▸ Given passage
○ ○ ○ ○ ○
Guest Post: ZINGERS AND SWORD-PLAY: How to Write Sabre-Sharp Dialogue for Fight Scenes

Rayne Hall has published more than forty books under different pen names with different publishers in different genres, mostly fantasy, horror and non-fiction. Recent books include Storm Dancer (dark epic fantasy novel), Six Historical Tales Vol 1, Six Scary Tales Vol 1, 2 and 3 (mild horror stories), Six Historical Tales (short stories), Six Quirky Tales (humorous fantasy stories), Writing Fight Scenes and Writing Scary Scenes (instructions for authors).

She holds a college degree in publishing management and a masters degree in creative writing. Currently, she edits the Ten Tales series of multi-author short story anthologies: Bites: Ten Tales of Vampires, Haunted: Ten Tales of Ghosts, Scared: Ten Tales of Horror, Cutlass: Ten Tales of Pirates, Beltane: Ten Tales of Witchcraft, Spells: Ten Tales of Magic and more. 

Her short online classes for writers intense with plenty of personal feedback. Writing Fight Scenes, Writing Scary Scenes, Writing about Magic and Magicians, The Word Loss Diet and more. 

For more information about Rayne Hall go to her website

Readers love it when the fighters spar with words as well as with weapons and trade zingers at the same time as sword blows.
○ ○ ○ ○ ○
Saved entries
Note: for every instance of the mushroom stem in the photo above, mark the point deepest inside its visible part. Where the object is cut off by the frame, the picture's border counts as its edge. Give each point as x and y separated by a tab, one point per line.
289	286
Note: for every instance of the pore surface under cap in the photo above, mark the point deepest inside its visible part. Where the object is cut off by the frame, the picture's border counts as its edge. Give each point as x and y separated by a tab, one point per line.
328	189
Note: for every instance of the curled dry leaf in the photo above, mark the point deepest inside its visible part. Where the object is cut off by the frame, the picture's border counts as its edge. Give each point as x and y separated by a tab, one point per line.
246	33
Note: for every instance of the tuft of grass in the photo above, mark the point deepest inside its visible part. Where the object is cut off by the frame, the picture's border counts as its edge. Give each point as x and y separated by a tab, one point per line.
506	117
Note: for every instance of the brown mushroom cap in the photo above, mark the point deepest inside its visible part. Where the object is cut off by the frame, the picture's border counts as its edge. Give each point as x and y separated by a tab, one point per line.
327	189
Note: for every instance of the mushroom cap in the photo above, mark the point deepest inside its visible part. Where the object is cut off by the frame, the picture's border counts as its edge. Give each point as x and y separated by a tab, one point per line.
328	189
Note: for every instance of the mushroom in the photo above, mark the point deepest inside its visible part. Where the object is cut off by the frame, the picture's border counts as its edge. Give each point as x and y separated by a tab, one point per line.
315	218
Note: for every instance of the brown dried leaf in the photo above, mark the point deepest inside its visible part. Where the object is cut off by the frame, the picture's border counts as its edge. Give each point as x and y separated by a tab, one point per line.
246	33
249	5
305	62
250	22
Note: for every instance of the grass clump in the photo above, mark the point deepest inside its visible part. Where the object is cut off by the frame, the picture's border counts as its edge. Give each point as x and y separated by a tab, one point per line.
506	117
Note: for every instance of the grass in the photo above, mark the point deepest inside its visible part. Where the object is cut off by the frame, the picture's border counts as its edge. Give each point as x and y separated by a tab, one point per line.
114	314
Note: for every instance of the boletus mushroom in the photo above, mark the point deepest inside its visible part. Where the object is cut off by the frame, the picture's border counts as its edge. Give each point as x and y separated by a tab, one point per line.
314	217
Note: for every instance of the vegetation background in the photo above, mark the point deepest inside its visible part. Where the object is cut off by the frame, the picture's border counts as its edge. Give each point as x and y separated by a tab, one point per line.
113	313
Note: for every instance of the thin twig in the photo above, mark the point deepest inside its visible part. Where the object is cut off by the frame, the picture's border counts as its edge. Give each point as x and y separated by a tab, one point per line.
○ ○ ○ ○ ○
▸ Prompt 1
Name every Ten Tales anthology that the guest post on fight-scene dialogue lists by title.
▸ Prompt 2
Pick up the guest post on fight-scene dialogue after its final sentence and keep writing it.
These saved entries are separate material, unrelated to the guest post.

▸ Expected output 1
Bites: Ten Tales of Vampires; Haunted: Ten Tales of Ghosts; Scared: Ten Tales of Horror; Cutlass: Ten Tales of Pirates; Beltane: Ten Tales of Witchcraft; Spells: Ten Tales of Magic

▸ Expected output 2
In real life fighting, however, the opponents seldom talk. Panting with effort, they don't have breath to spare for verbal banter. Focused on different action every fraction of a second, dodging sword blows, trying to get their own hits in, they aren't able to compose articulate statements, let alone think of profound observations and witty repartees.

How can you satisfy your readers and still keep the fight scene realistic?

The trick is to create an illusion of reality. Here are some techniques for sabre-sharp dialogue which entertains and sounds real.

1. Put most of the verbal sparring at the beginning of the fight scene. Let the fighters taunt each other before they draw their weapons.

2. Use sentences which are shorter than six words. Short sentences and sentence fragments convey the out-of-breath state.

The following version, with normal-length sentences, sounds unrealistic during a fight:

"Now that you've had a taste of my sword, will you give up and surrender to my superior strength?"
"Never in my life will I surrender to one as evil as you. Do to me what you will, but I will not submit."
"Then you must take the consequences of your choice."

Whereas this version sounds real:

"Give up?"
"Then take this!"

3. If the pace of the action slows, if the opponents stop fighting for a moment, that's a good place for inserting dialogue.

4. Although "Ugh", "Argh" and "Ouch" are realistic noises during a fight, they look silly in a novel, so don't use them.

5. Does your hero have a catchphrase which he uses elsewhere in the novel? The fight scene is a good place to repeat it.

6. Once the fighting is over, the victor delivers a parting comment which can be funny or profound (or better still, funny as well as profound).


You may want to watch clips from famous film fights to see how the scriptwriters have handled the challenge of dialogue.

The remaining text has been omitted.